Written instruction:
Pick out each line of the material below that contains the word "background" and copy those lines unchanged, treating uppercase and lowercase as different.

-- Material start --

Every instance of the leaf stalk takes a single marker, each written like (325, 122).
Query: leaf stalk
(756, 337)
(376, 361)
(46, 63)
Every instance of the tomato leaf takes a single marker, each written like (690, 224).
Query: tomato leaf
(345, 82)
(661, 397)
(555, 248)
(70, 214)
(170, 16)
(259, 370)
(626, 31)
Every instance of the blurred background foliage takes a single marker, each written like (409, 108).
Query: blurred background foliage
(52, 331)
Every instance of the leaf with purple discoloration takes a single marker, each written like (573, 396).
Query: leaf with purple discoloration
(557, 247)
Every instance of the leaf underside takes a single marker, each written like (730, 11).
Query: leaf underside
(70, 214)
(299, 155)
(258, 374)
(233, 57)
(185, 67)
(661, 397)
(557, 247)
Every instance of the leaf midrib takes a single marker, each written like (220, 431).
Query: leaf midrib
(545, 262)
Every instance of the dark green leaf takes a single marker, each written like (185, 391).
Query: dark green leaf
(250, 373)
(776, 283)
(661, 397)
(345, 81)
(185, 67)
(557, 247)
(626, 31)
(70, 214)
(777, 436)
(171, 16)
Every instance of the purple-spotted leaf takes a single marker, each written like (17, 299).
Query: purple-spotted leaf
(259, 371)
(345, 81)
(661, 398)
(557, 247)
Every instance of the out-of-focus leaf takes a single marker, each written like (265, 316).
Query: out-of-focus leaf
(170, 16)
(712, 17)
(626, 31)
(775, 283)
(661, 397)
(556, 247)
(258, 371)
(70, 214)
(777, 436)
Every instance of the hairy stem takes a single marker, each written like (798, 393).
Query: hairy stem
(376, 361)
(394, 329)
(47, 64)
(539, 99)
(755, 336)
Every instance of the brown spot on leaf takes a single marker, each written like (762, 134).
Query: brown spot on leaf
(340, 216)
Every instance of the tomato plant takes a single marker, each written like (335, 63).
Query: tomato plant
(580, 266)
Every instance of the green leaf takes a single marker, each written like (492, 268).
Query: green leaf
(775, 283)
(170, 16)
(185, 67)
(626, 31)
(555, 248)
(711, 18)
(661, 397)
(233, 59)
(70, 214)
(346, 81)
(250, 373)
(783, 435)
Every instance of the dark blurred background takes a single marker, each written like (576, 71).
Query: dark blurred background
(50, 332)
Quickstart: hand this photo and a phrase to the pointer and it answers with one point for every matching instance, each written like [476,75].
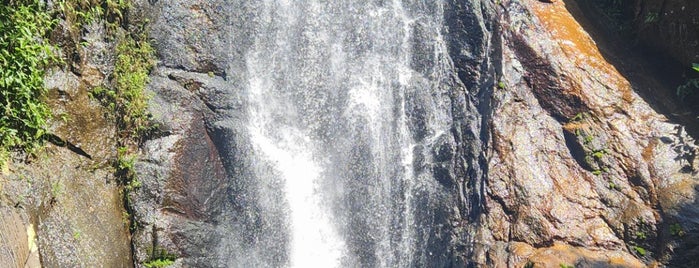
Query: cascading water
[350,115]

-- Material end --
-- Material start --

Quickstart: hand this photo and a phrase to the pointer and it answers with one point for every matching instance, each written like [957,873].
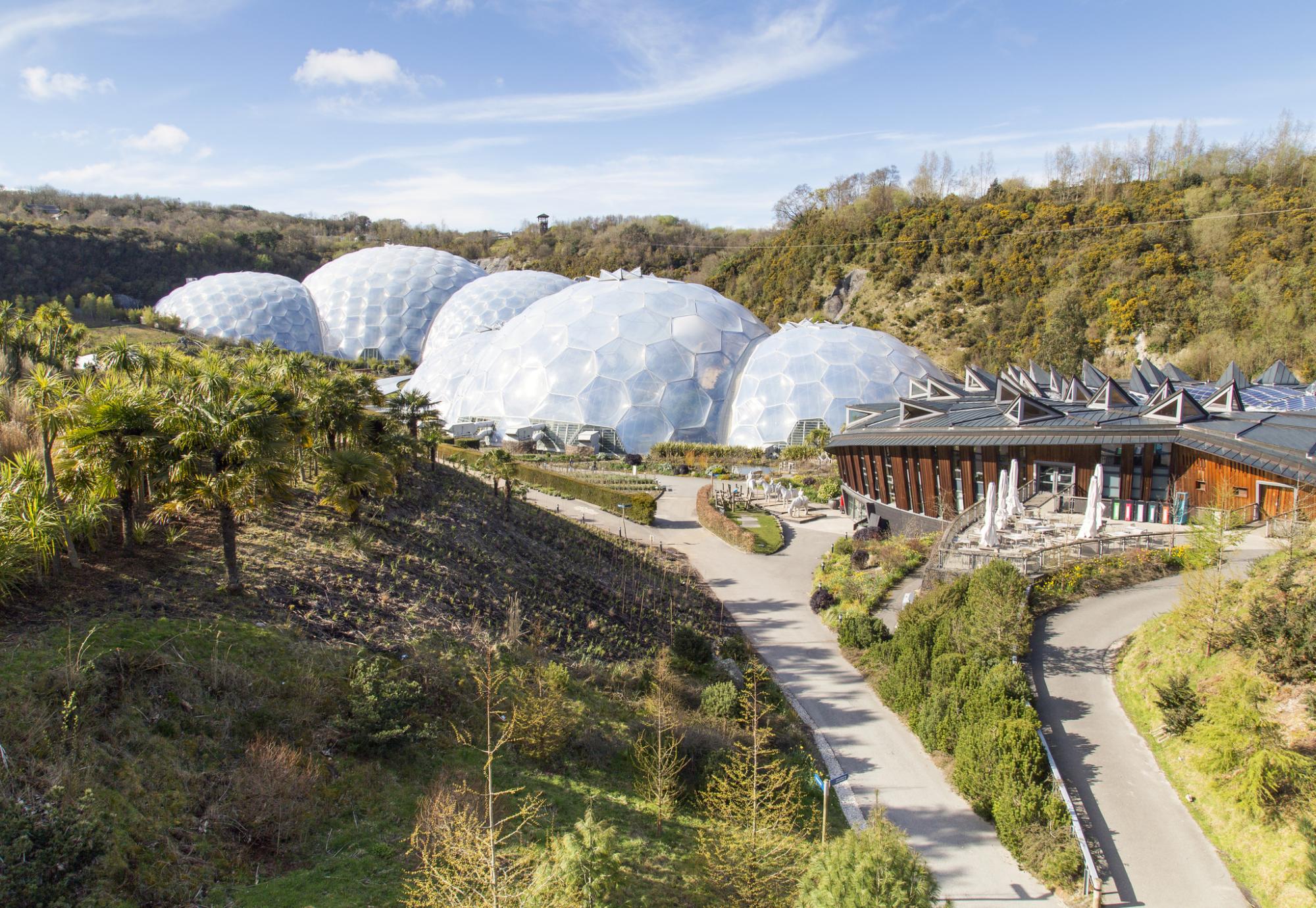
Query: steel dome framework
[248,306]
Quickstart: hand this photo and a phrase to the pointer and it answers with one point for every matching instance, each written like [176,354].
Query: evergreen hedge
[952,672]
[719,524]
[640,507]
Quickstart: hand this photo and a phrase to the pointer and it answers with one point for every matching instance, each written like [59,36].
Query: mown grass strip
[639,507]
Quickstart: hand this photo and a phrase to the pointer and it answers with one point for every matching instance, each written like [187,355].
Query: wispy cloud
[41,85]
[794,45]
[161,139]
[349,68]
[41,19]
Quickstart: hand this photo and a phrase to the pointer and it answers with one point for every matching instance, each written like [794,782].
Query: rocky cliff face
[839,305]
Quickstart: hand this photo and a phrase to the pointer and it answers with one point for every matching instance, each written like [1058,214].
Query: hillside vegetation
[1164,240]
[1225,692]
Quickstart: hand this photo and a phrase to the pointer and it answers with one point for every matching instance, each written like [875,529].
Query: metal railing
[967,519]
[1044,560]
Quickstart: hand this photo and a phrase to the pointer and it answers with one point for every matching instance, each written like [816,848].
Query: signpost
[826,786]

-- Material end --

Reply to the exercise:
Every instance of the blurred background foliage takes a single marker, each written like (409, 108).
Query: blurred background foliage
Every instance of the dark blurred background takes a single marker, each written like (576, 71).
Query: dark blurred background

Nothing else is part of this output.